THE REQUEST:
Report each line of the material below that contains the word "mask".

LISTED RECORDS:
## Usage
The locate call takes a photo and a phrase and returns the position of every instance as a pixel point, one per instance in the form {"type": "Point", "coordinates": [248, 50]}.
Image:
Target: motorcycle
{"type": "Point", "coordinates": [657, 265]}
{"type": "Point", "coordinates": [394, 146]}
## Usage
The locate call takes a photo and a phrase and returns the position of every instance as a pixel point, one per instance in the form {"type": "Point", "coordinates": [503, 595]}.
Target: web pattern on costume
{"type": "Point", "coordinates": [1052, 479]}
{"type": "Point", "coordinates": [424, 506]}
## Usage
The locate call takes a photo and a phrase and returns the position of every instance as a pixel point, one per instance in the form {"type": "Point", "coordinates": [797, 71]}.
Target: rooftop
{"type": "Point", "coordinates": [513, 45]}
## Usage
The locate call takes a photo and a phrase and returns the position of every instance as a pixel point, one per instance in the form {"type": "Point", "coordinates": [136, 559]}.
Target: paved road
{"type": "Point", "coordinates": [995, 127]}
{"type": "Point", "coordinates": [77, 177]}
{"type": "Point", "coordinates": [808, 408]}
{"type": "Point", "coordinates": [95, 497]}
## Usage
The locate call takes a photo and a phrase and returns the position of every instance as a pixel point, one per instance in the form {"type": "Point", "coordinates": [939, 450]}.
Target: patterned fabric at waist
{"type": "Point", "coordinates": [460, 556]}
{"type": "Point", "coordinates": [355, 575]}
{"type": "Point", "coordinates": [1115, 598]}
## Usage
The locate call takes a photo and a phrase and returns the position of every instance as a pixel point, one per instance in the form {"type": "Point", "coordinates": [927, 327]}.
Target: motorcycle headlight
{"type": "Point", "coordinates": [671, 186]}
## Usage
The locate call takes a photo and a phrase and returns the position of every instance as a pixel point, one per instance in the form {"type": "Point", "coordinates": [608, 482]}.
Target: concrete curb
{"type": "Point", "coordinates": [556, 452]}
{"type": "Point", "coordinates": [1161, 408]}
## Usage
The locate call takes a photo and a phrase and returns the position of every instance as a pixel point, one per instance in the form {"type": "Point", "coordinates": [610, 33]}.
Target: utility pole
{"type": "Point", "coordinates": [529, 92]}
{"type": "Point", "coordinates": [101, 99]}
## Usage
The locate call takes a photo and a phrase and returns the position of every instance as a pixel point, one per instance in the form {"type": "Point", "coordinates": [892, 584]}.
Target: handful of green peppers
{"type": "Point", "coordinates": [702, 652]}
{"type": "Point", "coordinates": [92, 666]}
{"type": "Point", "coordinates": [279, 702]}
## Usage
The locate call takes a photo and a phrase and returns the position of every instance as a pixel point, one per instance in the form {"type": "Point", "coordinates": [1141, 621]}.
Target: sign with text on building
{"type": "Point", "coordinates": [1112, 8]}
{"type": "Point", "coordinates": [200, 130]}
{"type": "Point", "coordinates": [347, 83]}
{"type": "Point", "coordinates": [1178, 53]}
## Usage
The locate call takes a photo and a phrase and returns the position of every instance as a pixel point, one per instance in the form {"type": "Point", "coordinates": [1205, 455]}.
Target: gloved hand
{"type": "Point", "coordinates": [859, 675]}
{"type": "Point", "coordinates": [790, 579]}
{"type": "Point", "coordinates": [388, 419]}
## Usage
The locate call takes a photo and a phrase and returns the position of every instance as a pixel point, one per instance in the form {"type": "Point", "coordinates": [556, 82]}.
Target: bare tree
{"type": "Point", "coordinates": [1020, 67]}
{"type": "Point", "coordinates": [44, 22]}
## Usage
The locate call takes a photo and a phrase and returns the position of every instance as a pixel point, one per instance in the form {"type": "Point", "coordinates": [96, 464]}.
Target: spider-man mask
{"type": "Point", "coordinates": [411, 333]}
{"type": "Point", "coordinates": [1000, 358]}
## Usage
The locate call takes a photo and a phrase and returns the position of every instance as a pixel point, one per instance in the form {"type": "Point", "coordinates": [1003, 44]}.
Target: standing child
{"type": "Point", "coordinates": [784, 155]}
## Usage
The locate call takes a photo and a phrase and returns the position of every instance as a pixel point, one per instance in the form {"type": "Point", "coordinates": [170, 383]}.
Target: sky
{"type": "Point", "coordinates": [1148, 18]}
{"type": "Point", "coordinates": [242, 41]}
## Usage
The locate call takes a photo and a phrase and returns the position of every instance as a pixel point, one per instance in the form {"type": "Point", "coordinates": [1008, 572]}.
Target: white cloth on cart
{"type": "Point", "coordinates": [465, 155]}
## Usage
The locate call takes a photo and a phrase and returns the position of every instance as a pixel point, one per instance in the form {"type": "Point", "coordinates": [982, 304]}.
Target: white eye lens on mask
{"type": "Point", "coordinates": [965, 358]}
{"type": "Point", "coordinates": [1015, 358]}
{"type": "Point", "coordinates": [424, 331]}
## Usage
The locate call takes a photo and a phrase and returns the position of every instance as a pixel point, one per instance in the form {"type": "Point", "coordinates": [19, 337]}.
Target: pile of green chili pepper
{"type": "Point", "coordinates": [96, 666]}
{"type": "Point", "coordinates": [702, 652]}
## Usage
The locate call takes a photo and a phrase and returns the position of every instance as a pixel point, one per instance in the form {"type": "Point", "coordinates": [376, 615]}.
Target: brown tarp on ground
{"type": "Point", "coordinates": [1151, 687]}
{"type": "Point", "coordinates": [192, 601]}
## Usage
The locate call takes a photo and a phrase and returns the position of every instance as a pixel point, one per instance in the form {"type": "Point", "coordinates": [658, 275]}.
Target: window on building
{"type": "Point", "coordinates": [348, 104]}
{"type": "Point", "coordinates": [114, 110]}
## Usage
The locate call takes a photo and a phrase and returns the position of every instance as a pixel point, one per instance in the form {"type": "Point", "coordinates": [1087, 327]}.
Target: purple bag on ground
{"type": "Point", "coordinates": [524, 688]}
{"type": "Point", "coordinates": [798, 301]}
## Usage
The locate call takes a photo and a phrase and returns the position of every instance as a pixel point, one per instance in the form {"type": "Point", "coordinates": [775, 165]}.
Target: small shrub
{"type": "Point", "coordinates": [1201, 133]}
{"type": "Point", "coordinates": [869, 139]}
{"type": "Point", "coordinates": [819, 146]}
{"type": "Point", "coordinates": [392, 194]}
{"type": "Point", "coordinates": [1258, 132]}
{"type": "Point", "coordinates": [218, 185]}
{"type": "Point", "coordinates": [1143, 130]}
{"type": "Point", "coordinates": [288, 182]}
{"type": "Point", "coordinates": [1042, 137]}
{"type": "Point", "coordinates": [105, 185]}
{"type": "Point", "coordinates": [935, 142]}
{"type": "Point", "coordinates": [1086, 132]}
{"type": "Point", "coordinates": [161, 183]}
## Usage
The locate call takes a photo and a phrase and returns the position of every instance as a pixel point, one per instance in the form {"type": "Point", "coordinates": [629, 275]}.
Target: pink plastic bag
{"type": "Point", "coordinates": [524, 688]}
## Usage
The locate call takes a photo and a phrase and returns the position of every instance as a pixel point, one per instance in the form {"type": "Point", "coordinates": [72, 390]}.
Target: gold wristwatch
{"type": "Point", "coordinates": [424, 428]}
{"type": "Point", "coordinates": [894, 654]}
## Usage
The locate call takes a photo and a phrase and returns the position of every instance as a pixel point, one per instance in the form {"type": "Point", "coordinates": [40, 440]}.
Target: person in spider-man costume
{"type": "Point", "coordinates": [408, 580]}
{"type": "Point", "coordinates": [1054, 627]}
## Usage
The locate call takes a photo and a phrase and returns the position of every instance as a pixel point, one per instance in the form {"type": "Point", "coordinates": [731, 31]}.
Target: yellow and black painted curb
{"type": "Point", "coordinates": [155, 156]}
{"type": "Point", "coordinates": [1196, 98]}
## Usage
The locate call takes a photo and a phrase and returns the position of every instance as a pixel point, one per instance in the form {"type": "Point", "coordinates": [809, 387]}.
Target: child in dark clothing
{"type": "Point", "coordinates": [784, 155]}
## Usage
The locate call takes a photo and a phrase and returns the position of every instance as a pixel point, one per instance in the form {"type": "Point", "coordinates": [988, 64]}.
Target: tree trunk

ANSWER TO THE EXERCISE:
Target: spider-man mask
Target: white eye lens on mask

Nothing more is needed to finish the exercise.